◆ **Exercise aim**:
Echo every line of the material below back word for word, changing nothing.

◆ **Saved dataset items**:
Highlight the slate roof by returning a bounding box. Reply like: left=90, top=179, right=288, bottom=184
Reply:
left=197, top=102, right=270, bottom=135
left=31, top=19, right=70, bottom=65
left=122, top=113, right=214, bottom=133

◆ **Reply to the task**:
Highlight the slate roof by returning a bounding box. Reply like: left=90, top=179, right=288, bottom=184
Reply:
left=197, top=102, right=270, bottom=135
left=31, top=19, right=70, bottom=65
left=122, top=113, right=214, bottom=133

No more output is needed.